> Task item
Filter on the word "woman": copy each matching line from the listing below.

=== Source material ===

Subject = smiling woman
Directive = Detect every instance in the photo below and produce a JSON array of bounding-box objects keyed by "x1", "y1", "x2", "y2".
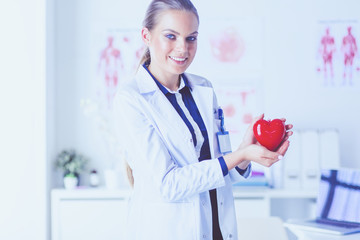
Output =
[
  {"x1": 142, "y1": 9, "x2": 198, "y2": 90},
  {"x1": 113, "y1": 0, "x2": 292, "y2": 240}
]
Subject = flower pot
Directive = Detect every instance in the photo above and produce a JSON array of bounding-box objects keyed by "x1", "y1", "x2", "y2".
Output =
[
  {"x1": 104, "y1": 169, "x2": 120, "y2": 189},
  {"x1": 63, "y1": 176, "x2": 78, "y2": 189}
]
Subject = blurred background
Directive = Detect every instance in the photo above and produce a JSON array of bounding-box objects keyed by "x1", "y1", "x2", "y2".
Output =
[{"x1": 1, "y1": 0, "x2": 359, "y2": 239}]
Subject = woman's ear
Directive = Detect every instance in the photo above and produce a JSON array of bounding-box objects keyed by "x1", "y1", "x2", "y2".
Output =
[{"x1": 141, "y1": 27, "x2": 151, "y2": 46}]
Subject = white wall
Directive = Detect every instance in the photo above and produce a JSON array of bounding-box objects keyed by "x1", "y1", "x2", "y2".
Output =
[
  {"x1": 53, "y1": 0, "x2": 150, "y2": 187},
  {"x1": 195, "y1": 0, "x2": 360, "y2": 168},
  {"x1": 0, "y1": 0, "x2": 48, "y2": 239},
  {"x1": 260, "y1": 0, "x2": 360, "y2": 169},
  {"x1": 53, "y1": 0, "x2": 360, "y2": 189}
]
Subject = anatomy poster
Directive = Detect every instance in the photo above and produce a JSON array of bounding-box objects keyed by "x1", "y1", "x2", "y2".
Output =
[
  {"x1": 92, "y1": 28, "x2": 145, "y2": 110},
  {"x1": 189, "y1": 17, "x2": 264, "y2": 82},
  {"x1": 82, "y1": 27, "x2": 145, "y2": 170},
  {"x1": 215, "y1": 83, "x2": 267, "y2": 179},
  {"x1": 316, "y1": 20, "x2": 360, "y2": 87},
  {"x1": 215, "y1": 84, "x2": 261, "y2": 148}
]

===
=== Source material ===

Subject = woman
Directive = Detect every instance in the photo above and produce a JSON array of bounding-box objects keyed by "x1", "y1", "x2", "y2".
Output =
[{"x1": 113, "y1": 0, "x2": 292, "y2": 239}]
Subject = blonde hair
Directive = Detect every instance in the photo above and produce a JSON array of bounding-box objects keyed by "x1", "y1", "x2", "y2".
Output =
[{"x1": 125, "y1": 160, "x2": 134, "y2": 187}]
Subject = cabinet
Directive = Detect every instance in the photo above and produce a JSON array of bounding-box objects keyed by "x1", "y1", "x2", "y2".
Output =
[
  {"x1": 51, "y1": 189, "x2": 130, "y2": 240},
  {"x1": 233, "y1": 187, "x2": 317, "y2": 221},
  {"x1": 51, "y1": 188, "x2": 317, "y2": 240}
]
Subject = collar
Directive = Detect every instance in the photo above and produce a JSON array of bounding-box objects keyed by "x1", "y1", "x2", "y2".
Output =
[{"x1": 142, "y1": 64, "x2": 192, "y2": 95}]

===
=== Source material ===

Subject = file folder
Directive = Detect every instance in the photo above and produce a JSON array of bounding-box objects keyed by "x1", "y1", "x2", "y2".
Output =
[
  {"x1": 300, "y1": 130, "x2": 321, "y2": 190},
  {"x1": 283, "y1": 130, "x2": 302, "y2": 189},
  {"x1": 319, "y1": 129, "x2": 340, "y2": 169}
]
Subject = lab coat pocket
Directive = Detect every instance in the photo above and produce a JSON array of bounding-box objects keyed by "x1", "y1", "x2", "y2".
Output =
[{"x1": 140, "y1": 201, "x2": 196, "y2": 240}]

===

> The answer
Subject = smiling woman
Subject = woman's ear
Subject = woman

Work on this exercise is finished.